--- START OF SELECTION ---

One way to get there is to network smaller quantum computers together, much like today’s AI datacenters connect racks of GPUs together to form one enormously powerful computer.
To make that happen, Qunnect will need to refine its invention and increase the performance of its technology so that multiple quantum computers could be “entangled” together.

Reed’s view
Quantum networking is similar to early radio. We’re learning how to send a new kind of information in the form of electromagnetic radiation.
As our understanding of radio evolved, it didn’t just allow clearer signals or more bandwidth. It allowed new kinds of information to travel over the air, enabling mobile phones and global social networks that changed culture and politics. Today, we are just learning how to send quantum bits over fiber-optic cables. The ability to create completely secure lines of communication with quantum principles is an incredible achievement.
If those advances continue and it becomes possible to network vast clusters of quantum computers, the possible outcomes are so wild.

--- END OF SELECTION ---
--- START OF DATA RECORDS ---

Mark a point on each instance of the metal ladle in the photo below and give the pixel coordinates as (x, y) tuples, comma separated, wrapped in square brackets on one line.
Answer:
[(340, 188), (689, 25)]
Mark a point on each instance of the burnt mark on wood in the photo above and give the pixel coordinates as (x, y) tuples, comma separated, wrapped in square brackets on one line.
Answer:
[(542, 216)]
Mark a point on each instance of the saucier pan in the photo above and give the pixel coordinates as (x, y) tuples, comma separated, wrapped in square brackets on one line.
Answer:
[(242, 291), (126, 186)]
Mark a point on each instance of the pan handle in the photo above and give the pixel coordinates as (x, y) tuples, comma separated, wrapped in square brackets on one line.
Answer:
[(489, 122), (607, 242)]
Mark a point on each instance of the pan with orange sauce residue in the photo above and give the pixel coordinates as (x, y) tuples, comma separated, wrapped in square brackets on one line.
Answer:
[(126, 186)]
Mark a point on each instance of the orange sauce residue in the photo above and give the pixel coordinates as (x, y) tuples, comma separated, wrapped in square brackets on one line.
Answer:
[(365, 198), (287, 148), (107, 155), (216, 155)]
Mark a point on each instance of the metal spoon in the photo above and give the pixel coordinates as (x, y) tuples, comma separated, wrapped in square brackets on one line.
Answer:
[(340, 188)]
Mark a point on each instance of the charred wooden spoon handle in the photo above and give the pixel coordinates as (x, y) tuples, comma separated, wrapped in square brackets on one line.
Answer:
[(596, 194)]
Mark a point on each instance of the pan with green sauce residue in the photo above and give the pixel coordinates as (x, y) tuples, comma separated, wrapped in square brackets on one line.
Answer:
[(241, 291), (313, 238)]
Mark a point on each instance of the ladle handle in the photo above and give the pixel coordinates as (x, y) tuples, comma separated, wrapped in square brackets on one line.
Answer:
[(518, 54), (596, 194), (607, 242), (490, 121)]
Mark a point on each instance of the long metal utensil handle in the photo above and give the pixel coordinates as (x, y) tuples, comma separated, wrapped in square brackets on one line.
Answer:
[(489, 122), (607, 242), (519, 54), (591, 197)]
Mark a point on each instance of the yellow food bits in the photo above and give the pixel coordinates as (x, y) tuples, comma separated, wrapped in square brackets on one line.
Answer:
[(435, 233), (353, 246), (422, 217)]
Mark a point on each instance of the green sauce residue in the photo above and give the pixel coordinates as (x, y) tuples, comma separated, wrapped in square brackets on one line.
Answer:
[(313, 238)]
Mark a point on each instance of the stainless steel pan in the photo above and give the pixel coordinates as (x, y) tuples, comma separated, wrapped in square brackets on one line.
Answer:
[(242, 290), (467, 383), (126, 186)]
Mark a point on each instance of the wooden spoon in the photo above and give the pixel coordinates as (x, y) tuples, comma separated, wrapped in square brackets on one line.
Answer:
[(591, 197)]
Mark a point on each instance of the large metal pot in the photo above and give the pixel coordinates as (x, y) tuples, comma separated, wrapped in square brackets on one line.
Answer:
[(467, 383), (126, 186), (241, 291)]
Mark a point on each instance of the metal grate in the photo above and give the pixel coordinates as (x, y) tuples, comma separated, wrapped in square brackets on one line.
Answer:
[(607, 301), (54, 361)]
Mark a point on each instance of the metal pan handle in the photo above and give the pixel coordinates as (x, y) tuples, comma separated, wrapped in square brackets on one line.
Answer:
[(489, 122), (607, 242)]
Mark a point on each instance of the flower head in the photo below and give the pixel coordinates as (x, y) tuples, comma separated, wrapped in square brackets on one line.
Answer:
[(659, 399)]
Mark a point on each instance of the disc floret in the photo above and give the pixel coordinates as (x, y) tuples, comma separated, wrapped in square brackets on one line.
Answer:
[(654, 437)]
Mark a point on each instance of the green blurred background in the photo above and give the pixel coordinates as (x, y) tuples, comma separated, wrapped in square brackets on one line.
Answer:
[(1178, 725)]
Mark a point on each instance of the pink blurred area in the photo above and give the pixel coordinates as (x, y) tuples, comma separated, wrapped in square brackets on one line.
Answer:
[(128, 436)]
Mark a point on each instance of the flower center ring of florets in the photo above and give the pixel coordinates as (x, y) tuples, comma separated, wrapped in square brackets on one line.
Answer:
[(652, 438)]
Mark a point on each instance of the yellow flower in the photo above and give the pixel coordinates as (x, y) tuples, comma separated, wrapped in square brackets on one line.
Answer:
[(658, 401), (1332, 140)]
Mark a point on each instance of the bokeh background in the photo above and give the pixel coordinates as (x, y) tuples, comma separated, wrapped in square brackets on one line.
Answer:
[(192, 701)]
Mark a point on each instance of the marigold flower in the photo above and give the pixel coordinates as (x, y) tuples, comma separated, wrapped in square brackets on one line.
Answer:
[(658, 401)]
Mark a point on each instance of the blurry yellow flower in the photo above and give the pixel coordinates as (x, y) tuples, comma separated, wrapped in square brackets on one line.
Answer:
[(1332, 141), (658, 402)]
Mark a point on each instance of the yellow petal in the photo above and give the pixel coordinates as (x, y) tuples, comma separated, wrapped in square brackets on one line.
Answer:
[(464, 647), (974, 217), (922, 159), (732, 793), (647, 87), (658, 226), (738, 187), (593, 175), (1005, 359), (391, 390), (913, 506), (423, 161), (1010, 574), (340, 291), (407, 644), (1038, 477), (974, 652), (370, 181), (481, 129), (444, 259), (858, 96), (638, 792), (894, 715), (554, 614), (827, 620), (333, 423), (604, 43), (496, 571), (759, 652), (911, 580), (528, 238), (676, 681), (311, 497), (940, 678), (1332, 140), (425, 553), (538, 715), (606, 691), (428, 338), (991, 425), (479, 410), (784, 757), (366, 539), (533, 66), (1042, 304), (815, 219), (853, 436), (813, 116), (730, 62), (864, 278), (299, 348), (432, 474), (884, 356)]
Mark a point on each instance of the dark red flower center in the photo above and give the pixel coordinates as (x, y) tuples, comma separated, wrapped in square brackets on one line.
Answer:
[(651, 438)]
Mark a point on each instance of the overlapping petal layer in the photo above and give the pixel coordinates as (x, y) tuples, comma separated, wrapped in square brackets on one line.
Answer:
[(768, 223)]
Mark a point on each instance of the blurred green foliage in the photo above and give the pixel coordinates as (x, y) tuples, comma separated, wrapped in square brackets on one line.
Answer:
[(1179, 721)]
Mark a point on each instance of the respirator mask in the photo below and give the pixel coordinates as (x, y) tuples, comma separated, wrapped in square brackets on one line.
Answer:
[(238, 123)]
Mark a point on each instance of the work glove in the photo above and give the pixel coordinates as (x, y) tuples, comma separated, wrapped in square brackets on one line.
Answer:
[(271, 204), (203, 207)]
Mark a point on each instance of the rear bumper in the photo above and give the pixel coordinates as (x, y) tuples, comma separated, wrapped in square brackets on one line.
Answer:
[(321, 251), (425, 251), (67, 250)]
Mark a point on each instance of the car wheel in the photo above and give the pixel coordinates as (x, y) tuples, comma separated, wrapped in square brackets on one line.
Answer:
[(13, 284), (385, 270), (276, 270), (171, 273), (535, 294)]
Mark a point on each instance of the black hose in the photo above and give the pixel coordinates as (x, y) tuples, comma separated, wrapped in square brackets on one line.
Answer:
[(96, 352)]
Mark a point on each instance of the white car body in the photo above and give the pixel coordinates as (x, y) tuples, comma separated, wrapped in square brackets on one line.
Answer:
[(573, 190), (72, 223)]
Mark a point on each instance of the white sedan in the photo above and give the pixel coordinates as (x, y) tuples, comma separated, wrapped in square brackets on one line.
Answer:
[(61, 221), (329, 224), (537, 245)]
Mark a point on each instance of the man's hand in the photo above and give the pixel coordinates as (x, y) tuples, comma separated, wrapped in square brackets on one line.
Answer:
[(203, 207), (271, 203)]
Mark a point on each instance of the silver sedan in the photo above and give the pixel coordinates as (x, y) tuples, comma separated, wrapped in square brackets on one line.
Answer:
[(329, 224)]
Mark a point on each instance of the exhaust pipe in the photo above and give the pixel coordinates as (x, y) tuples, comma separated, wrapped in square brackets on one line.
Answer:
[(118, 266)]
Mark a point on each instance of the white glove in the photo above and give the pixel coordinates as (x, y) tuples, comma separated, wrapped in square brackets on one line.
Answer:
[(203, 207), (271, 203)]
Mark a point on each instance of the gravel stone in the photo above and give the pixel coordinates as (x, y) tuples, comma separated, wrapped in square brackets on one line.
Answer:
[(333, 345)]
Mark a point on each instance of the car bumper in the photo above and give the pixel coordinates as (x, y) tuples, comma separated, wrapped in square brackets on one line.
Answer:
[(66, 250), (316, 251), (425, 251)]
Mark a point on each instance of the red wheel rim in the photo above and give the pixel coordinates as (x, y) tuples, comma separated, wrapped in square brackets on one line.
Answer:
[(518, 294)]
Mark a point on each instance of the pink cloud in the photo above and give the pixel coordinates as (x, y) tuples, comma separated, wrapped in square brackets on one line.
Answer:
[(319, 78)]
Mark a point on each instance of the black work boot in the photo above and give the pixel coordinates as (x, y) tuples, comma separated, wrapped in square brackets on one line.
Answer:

--- END OF DATA RECORDS ---

[TASK SET]
- 1) Rewrite the paragraph of the quantum networking text that begins "As our understanding of radio evolved" in shorter form, keeping its main facts.
- 2) Please return, word for word, the part of the quantum networking text that opens with the words containing "As our understanding" and closes with "are so wild.".
- 3) Write what comes next in the quantum networking text, starting after its final sentence.

[PER-TASK OUTPUTS]
- 1) Radio's development brought more than clearer signals and more bandwidth. It let new kinds of information travel over the air, making possible the mobile phones and global social networks that changed culture and politics. Quantum bits are only now starting to be sent over fiber-optic cables, and using quantum principles to create completely secure communication lines is an incredible achievement.

- 2)
As our understanding of radio evolved, it didn’t just allow clearer signals or more bandwidth. It allowed new kinds of information to travel over the air, enabling mobile phones and global social networks that changed culture and politics. Today, we are just learning how to send quantum bits over fiber-optic cables. The ability to create completely secure lines of communication with quantum principles is an incredible achievement.
If those advances continue and it becomes possible to network vast clusters of quantum computers, the possible outcomes are so wild.

- 3)
Predicting what it might enable would be like a radio operator in World War I imagining that one day that same technology would one day lead to Uber and TikTok.

Room for Disagreement
In practical terms, quantum networking still faces hurdles, even with recent breakthroughs. Namely, it’s complicated, slow and expensive, TechTarget writes: “Quantum networking is a futuristic concept, even given the development going on across the globe. A common misconception is that quantum communication is faster than the speed of light. The reality is quantum networking often uses conventional communication methods.”

Notable
- Before Qunnect could try to scale its quantum networking idea, it had to build something called quantum memory. This Fast Company article does a good job explaining that step and gives more of the backstory on how the company got from there to here.

Correction
Correction: A previous version of this article incorrectly stated that Qunnect had tested quantum repeaters in proof of concept deployments in New York and Germany. Qunnect has not yet deployed repeaters.